Der Vater, Dr. Heinz Schaefgen, ein großes Vorbild, engagierte sich in der Kommunalpolitik und war natürlich auch im Stadtrat. Diese Eindrücke und die vielen Gespräche führten sie zum Jurastudium nach Bonn. Mayen war zwar kaum mit öffentlichen Verkehrsmitteln zu erreichen, aber mit dem Fahrrad war es ein schöner Ausflug.
Nach Studium und Promotion entschied Rettler sich für die Verwaltungslaufbahn und bewarb sich im Bundesinnenministerium. Über 20 Jahre war Rettler dort tätig, so erwarb sie das Handwerkzeug für die Führung einer Behörde. Viele Jahre hat sie mit großer Begeisterung in der Abteilung Verfassungsrecht gearbeitet. Eine besondere Aufgabe, auch wenn es nur ein kleines Nebengebiet war, ist die Zuständigkeit für die Bundesaußengrenzen gewesen. So verhandelte sie mit Tschechien über den Austausch von einigen Grundstücken für den Bau einer Straße oder eines Supermarktparkplatzes, im Lister Tief im Norden Deutschlands über die Festlegung der Grenze zu Dänemark, die sich auf einer Sandbank befand und immer weiter in Richtung Norden wanderte.

### [Dateneinträge]

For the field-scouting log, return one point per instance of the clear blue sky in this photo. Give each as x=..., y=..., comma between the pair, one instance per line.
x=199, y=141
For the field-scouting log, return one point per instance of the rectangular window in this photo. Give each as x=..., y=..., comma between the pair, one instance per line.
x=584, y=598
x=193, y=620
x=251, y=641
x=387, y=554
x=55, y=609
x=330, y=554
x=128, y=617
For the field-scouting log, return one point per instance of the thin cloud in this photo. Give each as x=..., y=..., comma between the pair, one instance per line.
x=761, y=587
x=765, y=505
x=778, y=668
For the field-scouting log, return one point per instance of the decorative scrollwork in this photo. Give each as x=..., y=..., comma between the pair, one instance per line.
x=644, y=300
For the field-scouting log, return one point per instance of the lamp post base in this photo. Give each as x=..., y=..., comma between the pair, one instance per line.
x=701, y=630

### [Aufgabe]
Drucken Sie einen Abschnitt aus dem Text über Rettlers Werdegang wortgetreu ab. Beginnen Sie bei den Worten „Der Vater, Dr.“ und hören Sie nach den Worten „ein schöner Ausflug.“ auf. Die Dateneinträge haben mit dem Text nichts zu tun.

### [Lösung]
Der Vater, Dr. Heinz Schaefgen, ein großes Vorbild, engagierte sich in der Kommunalpolitik und war natürlich auch im Stadtrat. Diese Eindrücke und die vielen Gespräche führten sie zum Jurastudium nach Bonn. Mayen war zwar kaum mit öffentlichen Verkehrsmitteln zu erreichen, aber mit dem Fahrrad war es ein schöner Ausflug.